◆ **Instruções da tarefa**
Reproduza linha por linha, sem alterar nada, todos os itens que vêm abaixo. Deixe as imagens de fora da sua resposta.

★ ★ ★ ★ ★ ★ ★

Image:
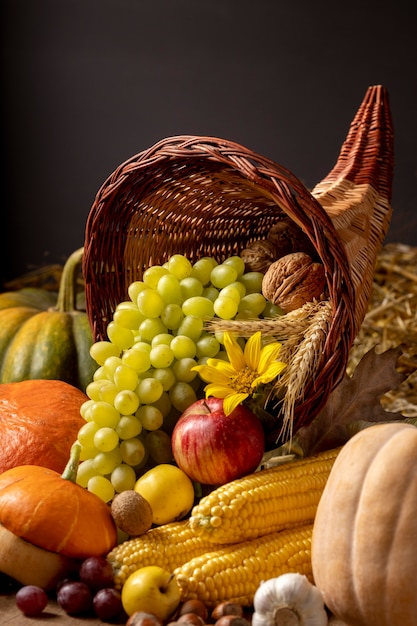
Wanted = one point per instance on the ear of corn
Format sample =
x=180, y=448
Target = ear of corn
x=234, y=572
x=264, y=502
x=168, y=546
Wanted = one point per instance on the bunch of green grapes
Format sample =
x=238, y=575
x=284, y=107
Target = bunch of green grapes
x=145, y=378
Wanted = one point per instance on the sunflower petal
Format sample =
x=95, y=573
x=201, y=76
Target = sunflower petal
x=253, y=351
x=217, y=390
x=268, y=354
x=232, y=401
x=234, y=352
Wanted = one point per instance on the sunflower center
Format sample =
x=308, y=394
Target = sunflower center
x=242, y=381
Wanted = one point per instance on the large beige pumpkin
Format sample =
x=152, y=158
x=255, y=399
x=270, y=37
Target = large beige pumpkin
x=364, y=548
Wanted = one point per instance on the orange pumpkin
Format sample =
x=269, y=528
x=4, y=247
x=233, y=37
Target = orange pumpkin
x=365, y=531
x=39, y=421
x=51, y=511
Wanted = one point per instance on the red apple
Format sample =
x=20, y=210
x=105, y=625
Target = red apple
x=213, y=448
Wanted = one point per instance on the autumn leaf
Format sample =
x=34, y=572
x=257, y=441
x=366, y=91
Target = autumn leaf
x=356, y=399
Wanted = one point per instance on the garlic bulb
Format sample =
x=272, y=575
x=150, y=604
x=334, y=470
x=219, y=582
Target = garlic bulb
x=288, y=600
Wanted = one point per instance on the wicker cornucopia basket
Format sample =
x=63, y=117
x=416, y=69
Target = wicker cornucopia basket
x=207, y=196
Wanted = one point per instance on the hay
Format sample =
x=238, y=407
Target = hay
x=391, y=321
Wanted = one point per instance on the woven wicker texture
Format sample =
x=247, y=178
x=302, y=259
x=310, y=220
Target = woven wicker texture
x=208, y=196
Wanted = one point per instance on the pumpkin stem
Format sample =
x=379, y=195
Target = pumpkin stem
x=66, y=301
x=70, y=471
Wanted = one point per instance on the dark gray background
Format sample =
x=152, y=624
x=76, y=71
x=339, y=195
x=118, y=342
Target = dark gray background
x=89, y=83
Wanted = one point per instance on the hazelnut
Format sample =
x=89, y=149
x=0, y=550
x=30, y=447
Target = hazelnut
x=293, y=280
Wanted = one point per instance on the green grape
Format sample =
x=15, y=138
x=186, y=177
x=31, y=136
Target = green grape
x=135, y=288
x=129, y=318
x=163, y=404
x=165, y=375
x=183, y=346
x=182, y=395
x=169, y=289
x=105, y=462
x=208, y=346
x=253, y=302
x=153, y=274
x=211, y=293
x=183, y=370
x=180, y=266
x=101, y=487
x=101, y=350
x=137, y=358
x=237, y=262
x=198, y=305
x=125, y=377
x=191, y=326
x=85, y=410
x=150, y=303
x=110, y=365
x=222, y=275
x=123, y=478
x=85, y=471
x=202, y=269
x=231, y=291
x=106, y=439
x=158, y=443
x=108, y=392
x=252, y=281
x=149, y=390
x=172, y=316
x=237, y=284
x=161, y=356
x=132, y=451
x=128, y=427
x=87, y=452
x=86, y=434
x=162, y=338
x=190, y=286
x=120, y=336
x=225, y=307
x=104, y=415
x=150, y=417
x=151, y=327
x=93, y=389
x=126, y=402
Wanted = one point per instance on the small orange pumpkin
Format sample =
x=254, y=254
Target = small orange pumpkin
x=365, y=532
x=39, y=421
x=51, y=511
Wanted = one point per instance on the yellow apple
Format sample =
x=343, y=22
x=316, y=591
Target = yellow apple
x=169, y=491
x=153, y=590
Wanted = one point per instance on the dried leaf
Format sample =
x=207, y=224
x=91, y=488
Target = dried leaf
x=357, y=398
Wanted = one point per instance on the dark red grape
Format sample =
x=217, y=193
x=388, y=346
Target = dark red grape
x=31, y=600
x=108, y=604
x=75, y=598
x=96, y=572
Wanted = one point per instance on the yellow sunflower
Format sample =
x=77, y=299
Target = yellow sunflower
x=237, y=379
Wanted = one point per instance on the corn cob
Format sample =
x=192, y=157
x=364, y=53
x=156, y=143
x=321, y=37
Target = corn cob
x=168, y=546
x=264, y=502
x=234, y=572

★ ★ ★ ★ ★ ★ ★

◆ **Resposta correta**
Image:
Wanted = one point per instance on the ear of corn
Format sample =
x=180, y=448
Target = ear of corn
x=234, y=572
x=264, y=502
x=168, y=546
Wanted = one point per instance on the bunch of green grapes
Format sample =
x=238, y=575
x=284, y=107
Target = bunch of green grapes
x=145, y=378
Wanted = one point per instance on the sunflower petal
Format sample =
x=95, y=573
x=201, y=76
Target = sunflower petal
x=253, y=351
x=217, y=390
x=268, y=354
x=232, y=401
x=234, y=352
Wanted = one point per instance on the sunflower center
Format sample =
x=308, y=394
Target = sunflower center
x=242, y=381
Wanted = one point per instance on the large beige pumpkin
Format sample =
x=152, y=158
x=255, y=399
x=270, y=37
Target = large beige pumpkin
x=364, y=548
Wanted = one point per instance on the orange pumpkin
Format sample =
x=269, y=528
x=4, y=247
x=233, y=37
Target = orange pumpkin
x=365, y=531
x=39, y=421
x=51, y=511
Wanted = one point per instance on the red apple
Format sample =
x=20, y=210
x=105, y=625
Target = red apple
x=213, y=448
Wanted = one point per instance on the autumn leaf
Format sample =
x=34, y=572
x=257, y=441
x=366, y=91
Target = autumn leaf
x=356, y=399
Wanted = one point per instance on the garlic bulb
Format sample =
x=272, y=575
x=150, y=604
x=334, y=470
x=219, y=582
Target = garlic bulb
x=288, y=600
Wanted = one point per instance on the wicker cornucopia basket
Format sample =
x=63, y=117
x=416, y=69
Target = wicker cornucopia basket
x=207, y=196
Wanted = one point per instance on the hay
Format sample =
x=238, y=407
Target = hay
x=391, y=321
Wanted = one point per instance on the woven wicker texture
Format sample =
x=247, y=178
x=302, y=259
x=310, y=220
Target = woven wicker texture
x=208, y=196
Wanted = one point per instance on the pumpkin stem
Format sample =
x=379, y=195
Target = pumpkin stem
x=66, y=301
x=70, y=471
Wanted = one point per instance on the dark gray background
Format sample =
x=152, y=624
x=76, y=71
x=339, y=195
x=118, y=342
Target = dark gray background
x=89, y=83
Wanted = one point per instance on the hazelnut
Format sample =
x=89, y=149
x=0, y=550
x=30, y=447
Target = hazelnut
x=293, y=280
Wanted = one point per instance on the green grape
Format sample =
x=15, y=138
x=186, y=177
x=31, y=136
Target = green grape
x=135, y=288
x=129, y=318
x=163, y=404
x=165, y=375
x=183, y=346
x=182, y=395
x=169, y=289
x=105, y=462
x=208, y=346
x=253, y=302
x=153, y=274
x=211, y=293
x=183, y=370
x=180, y=266
x=101, y=487
x=101, y=350
x=137, y=358
x=237, y=262
x=198, y=305
x=125, y=377
x=191, y=326
x=85, y=410
x=150, y=303
x=110, y=365
x=222, y=275
x=123, y=478
x=85, y=471
x=202, y=269
x=231, y=291
x=106, y=439
x=158, y=443
x=108, y=392
x=252, y=281
x=149, y=390
x=172, y=316
x=237, y=284
x=161, y=356
x=132, y=451
x=128, y=427
x=87, y=452
x=86, y=434
x=162, y=338
x=190, y=286
x=120, y=336
x=225, y=307
x=104, y=415
x=150, y=417
x=151, y=327
x=93, y=389
x=126, y=402
Wanted = one point per instance on the small orange pumpkin
Format sample =
x=254, y=254
Target = small orange pumpkin
x=365, y=532
x=39, y=421
x=51, y=511
Wanted = one point per instance on the yellow apple
Format sample =
x=343, y=22
x=316, y=591
Target = yellow apple
x=169, y=491
x=153, y=590
Wanted = one point per instance on the dried leaf
Format sample =
x=207, y=224
x=91, y=488
Target = dried leaf
x=357, y=398
Wanted = one point per instance on the dark red grape
Format sample =
x=217, y=193
x=388, y=346
Target = dark red grape
x=31, y=600
x=108, y=604
x=75, y=598
x=96, y=572
Wanted = one point per instance on the yellow sunflower
Format sample =
x=77, y=299
Target = yellow sunflower
x=237, y=379
Wanted = one point per instance on the corn cob
Format sample =
x=192, y=157
x=364, y=53
x=156, y=143
x=321, y=37
Target = corn cob
x=168, y=546
x=264, y=502
x=234, y=572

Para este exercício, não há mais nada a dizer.